▶ **Reading passage**:
17 Jan 2007 - 5:01pm
.pauric
2006

"It may not be possible for the design team to own the code" if you create
the specification... you effectively control the code. If someone claims it
needs to reside on a server somewhere I'd tell them to wise up. I'm not a
true coder but any designer worth their salt should at least be able to hack
their way through html/js.

To your point on scalability. I am the single embedded UI designer in a
multinational. A little over 3500 engineers in 2 development offices in
China, 1 in India, 1 in the UK, 1 in the US. Also currently driving 4 OEM
vendors, 1 Israel, 1 Germany, 2 Taiwan. I work across 4 product families
and usually have 4-6 projects on the boil. To give you an idea on the
complexity of the products, the average traditional webspec (wireframe
images & table of controls) uses up +300 pages. I could go on, my point is
after doing this for close to 10 years now, that process is the only thing
that keeps the hair on my head... sorry if I seem a defensive about it...
its my 'precious'.

Own the code, trust me.

▶ **Data**:

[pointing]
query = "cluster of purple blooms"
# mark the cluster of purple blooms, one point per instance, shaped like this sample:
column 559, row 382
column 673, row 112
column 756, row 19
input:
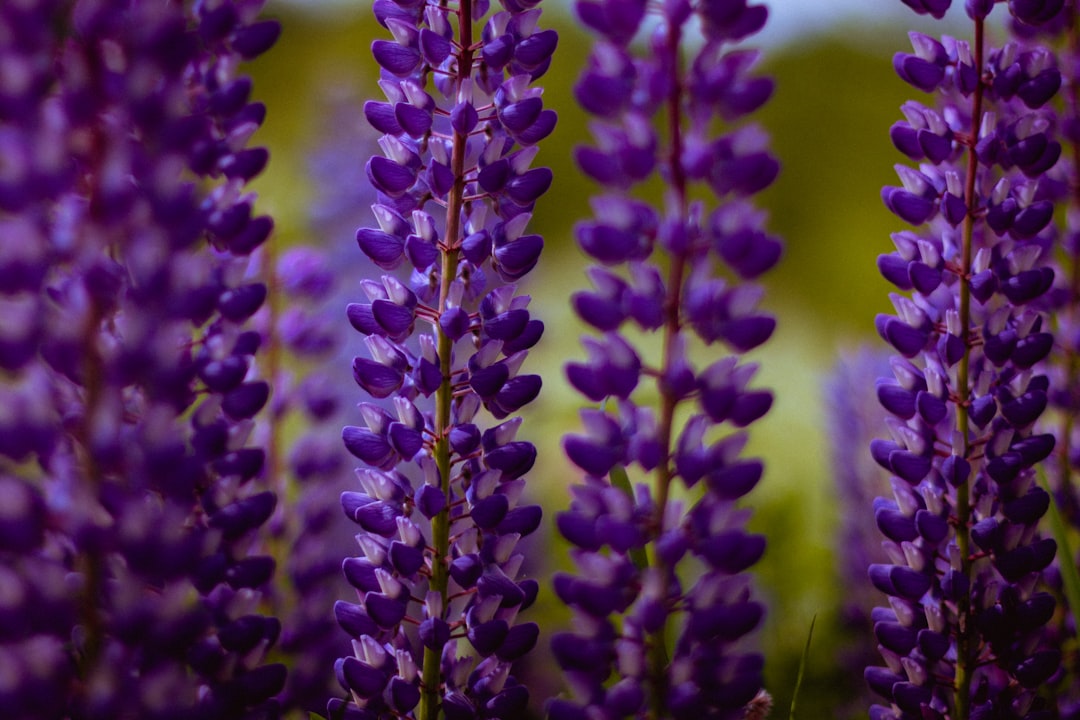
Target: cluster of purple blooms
column 672, row 647
column 131, row 568
column 964, row 632
column 146, row 501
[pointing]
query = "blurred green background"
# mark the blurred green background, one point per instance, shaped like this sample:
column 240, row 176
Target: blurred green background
column 836, row 97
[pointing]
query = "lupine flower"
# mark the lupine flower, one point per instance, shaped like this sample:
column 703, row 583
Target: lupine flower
column 854, row 419
column 440, row 502
column 1061, row 303
column 310, row 533
column 962, row 635
column 129, row 586
column 630, row 605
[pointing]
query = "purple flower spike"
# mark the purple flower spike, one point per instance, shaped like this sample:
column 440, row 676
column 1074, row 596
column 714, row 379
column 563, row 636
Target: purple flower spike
column 629, row 546
column 959, row 327
column 441, row 506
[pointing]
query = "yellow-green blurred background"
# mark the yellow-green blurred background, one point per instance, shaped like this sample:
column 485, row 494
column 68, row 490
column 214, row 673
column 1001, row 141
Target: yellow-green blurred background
column 836, row 97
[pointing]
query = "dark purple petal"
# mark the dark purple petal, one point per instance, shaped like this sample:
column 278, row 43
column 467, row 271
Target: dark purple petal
column 363, row 679
column 389, row 177
column 434, row 46
column 246, row 399
column 386, row 250
column 255, row 39
column 386, row 611
column 395, row 58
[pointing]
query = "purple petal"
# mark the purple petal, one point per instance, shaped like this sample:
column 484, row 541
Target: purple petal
column 389, row 177
column 385, row 249
column 395, row 58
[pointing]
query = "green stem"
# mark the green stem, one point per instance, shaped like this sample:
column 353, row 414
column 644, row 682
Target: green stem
column 658, row 641
column 1071, row 360
column 966, row 661
column 431, row 681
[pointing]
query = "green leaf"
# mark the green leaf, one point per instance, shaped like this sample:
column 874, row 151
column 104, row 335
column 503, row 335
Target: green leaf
column 802, row 667
column 1070, row 578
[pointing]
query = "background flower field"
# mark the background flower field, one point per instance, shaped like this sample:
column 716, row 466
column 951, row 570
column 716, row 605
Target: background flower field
column 836, row 97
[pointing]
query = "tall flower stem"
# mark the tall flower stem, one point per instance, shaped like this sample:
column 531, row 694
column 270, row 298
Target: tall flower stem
column 658, row 650
column 441, row 524
column 964, row 661
column 1071, row 358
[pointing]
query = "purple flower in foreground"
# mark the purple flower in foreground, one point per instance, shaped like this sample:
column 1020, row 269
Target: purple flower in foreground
column 440, row 501
column 962, row 636
column 129, row 388
column 644, row 643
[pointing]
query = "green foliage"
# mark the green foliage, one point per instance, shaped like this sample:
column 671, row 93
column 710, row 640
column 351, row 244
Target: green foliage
column 828, row 122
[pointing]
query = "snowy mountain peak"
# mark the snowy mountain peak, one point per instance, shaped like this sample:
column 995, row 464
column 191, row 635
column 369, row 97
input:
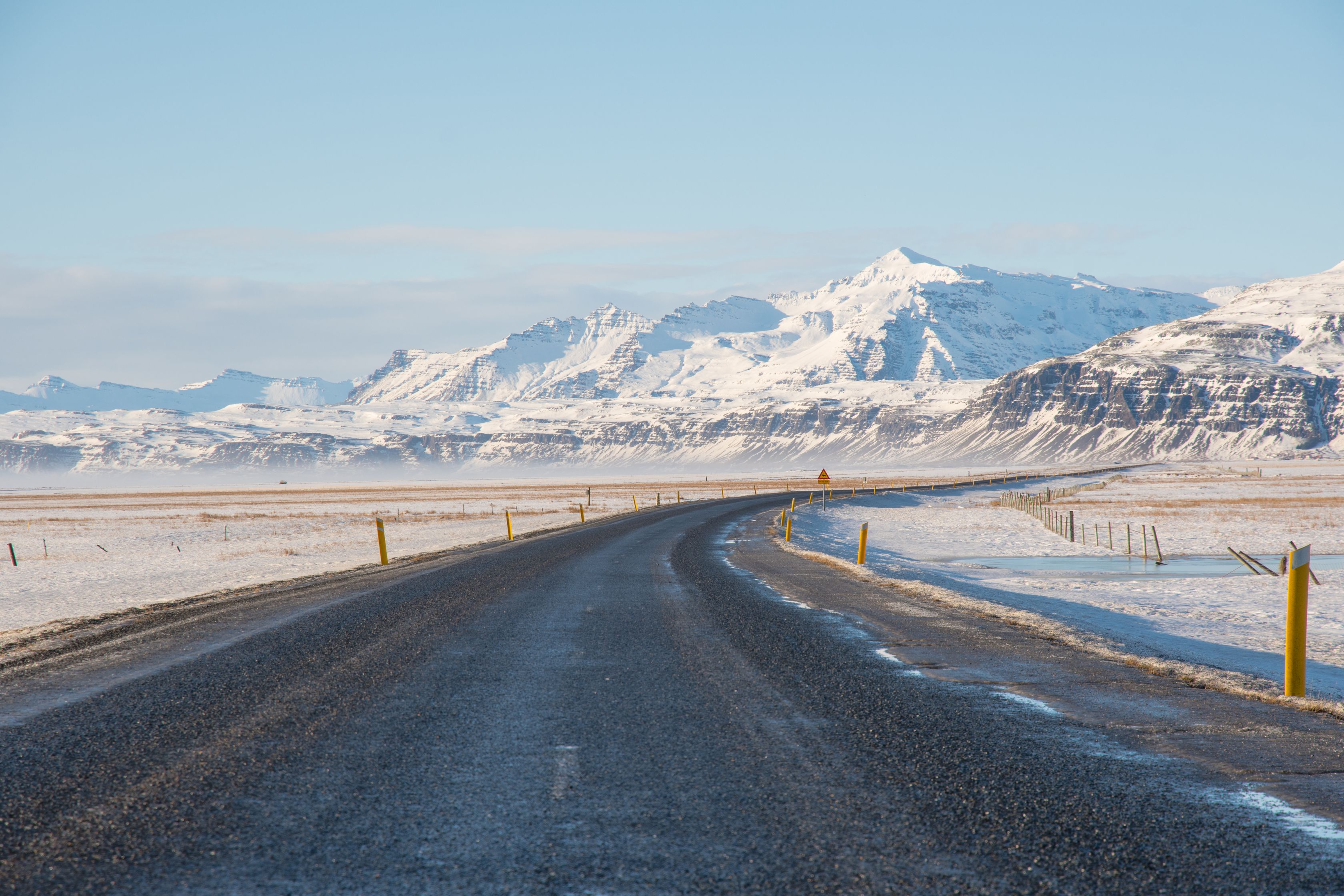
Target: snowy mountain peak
column 905, row 256
column 230, row 387
column 905, row 318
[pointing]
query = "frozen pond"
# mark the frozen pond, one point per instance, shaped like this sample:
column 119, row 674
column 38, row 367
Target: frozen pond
column 1126, row 567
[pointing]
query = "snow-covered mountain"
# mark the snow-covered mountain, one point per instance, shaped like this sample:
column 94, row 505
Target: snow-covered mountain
column 1258, row 377
column 874, row 368
column 230, row 387
column 906, row 318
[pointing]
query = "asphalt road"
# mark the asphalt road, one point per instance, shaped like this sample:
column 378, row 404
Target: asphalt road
column 619, row 708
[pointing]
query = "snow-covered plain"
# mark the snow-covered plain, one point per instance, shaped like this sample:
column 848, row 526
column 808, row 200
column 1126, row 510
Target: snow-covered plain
column 167, row 543
column 1233, row 622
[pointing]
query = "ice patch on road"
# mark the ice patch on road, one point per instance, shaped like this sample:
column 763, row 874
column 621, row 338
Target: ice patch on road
column 1285, row 814
column 1039, row 706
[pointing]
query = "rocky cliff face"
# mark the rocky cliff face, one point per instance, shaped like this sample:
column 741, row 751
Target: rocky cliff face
column 1260, row 377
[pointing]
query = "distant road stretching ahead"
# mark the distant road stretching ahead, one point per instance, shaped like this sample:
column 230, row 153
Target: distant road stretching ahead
column 619, row 708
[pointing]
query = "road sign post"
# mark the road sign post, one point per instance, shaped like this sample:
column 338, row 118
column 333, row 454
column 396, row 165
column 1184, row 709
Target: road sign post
column 1295, row 641
column 382, row 542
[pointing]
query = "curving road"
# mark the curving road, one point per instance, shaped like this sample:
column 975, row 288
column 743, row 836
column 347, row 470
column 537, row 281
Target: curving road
column 620, row 708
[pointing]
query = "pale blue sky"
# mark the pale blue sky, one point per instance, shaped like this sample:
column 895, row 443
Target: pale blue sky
column 303, row 187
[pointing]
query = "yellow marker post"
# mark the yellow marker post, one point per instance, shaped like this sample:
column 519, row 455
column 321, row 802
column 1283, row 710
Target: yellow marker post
column 382, row 542
column 1295, row 641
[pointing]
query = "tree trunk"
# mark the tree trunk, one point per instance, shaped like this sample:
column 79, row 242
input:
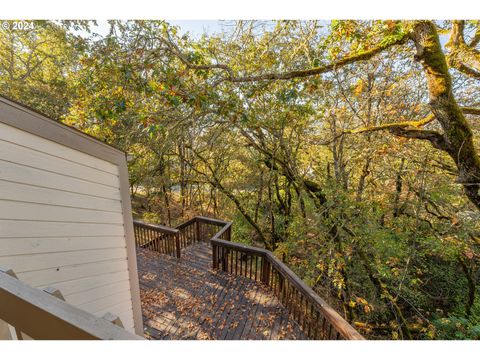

▶ **What is required**:
Decide whether each statement agrees with the post about design teams owning the code, and support each yes or no with the deciding words from the post.
1. The writer is the only embedded UI designer at the company.
2. The company has two development offices in India.
3. The average traditional webspec runs to more than 300 pages.
The items placed after the post are separate material, unrelated to it.

▶ **Written response**:
1. Yes: "I am the single embedded UI designer in a multinational."
2. No: "1 in India"
3. Yes: "the average traditional webspec (wireframe images & table of controls) uses up +300 pages"